───── AVAILABLE DATA

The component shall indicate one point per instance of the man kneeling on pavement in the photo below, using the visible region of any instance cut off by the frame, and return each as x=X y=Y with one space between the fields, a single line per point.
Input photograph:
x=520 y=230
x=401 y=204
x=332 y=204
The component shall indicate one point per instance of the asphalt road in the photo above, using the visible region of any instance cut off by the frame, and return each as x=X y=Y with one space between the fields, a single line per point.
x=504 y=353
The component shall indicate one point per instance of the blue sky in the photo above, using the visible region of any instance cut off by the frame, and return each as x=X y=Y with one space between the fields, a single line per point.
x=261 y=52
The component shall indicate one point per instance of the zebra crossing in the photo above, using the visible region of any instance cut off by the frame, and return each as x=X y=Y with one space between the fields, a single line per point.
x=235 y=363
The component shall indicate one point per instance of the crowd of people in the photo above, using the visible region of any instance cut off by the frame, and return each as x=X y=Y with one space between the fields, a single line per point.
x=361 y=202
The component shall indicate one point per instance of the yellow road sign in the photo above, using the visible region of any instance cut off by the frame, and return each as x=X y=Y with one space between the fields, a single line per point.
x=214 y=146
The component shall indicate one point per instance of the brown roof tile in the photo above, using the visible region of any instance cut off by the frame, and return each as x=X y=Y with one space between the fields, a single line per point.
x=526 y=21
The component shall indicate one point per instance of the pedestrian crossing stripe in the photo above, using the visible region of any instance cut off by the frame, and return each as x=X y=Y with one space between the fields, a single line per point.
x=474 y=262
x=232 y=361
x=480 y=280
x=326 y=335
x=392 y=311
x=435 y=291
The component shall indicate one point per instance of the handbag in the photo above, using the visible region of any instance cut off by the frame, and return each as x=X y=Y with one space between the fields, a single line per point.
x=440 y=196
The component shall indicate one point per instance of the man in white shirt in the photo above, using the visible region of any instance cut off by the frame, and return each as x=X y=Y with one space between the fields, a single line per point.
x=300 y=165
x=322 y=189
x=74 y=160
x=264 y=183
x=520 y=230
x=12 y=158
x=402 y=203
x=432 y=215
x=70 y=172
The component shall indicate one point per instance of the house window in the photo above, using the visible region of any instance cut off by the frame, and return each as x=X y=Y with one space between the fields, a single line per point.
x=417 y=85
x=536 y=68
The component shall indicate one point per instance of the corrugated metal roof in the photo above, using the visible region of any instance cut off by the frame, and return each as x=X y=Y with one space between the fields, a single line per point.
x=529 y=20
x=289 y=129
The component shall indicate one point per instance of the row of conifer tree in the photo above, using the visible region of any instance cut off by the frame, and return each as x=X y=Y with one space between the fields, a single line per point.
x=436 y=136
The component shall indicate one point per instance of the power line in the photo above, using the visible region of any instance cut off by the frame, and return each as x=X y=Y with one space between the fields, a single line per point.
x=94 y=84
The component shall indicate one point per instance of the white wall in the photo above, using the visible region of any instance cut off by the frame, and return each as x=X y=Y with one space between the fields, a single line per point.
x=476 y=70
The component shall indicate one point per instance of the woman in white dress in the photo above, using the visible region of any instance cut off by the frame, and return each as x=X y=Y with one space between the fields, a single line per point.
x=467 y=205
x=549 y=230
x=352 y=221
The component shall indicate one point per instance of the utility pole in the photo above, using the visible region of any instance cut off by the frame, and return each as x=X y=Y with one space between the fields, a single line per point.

──────────

* [PROBLEM REQUIREMENTS]: Nothing in the listing may be left out; repeat it all exactly.

* [EXPECTED ANSWER]:
The component shall indicate one point per instance of the man kneeling on pavement in the photo below, using the visible region of any instance cut off by the frame, and return each as x=X y=Y with one space between the fields, a single line per point.
Input photograph:
x=520 y=230
x=401 y=204
x=332 y=204
The component shall indicate one point per instance of the asphalt road in the photo above, using the visible region of any instance cut off by the frame, and return each as x=X y=Y with one space between the fields, a single line per point.
x=504 y=353
The component shall indicate one point per instance of the blue sky in the photo above, using the visible region of any instance cut off by the frame, and return each as x=X y=Y with one space between the fields, a single line per point.
x=261 y=52
The component shall indicate one point per instance of the zebra crossing in the photo above, using the visible region of any instance cut off by the frame, and return each as x=X y=Y with one space between the fields, a single line per point.
x=235 y=363
The component shall indicate one point per instance of the crowd of people in the photo above, using the visible region of any instance cut off by the frame, and return each as x=X y=Y with one space between the fields, a single line per point.
x=361 y=202
The component shall indicate one point per instance of the yellow road sign in the photo above, using the visible region of any instance cut off by the frame, and return each as x=X y=Y with one space between the fields, a single line per point.
x=214 y=146
The component shall indicate one point per instance of the brown roof tile in the photo above, using the visible region of any instance cut off by the frame, and return each as x=X y=Y with one space between the fields, a single line per point.
x=526 y=21
The component shall indicate one point per instance of the pedestrian crossing stripe in the photo above, using the visible region of any instance cut off by the frame, and return each as x=X y=Y with one space between the fields, a single line per point.
x=474 y=262
x=232 y=361
x=480 y=280
x=326 y=335
x=392 y=311
x=435 y=291
The component shall indicate one point per instance of the handbag in the photo above, using the visible region of any instance cut off by the frame, and return each as x=X y=Y with one space between the fields, a single line per point.
x=440 y=196
The component shall indicate one point per instance of the man in white shirt in the photo above, using the visible region of any instance cut off by the frame, and return each as x=X y=Y with one space between the fields, a single line per point.
x=300 y=165
x=322 y=189
x=74 y=160
x=264 y=183
x=520 y=230
x=12 y=158
x=402 y=203
x=432 y=215
x=70 y=172
The component shall indicate one point per instance of the house window in the photo above, using the visible region of any instance cut off by the frame, and return each as x=X y=Y with one space between the fields, a single line per point.
x=417 y=85
x=536 y=68
The component shall indicate one point per instance of the corrugated metal roof in the photo above, using the visible region of any instance cut off by the frame, and return each as x=X y=Y with one space between the fields, a single line per point.
x=529 y=20
x=289 y=129
The component shall indicate one point per instance of the row of conifer tree in the photo above, using the visible region of any instance cut off by the frame, and return each as x=X y=Y with one space between the fields, a single line per point.
x=436 y=136
The component shall indicate one point per instance of the power line in the photo above, using the visible region of any instance cut off by the frame, and return each as x=X y=Y with one space between the fields, a single line per point.
x=94 y=84
The component shall indicate one point per instance of the white wall in the photo above, using the visible region of any instance cut off by the frame, and return each as x=X y=Y with one space between the fields, a single line per point.
x=476 y=70
The component shall indicate one point per instance of the woman in white dress in the photo above, using the visible region of any instance cut off by the frame, and return each as x=X y=Y with one space between the fields, a single line per point.
x=467 y=205
x=549 y=230
x=352 y=221
The component shall indicate one point per instance of the utility pole in the photo above, using the visible region of any instance cut off by the frame, and return each as x=X y=Y with one space between the fields, a single line per point.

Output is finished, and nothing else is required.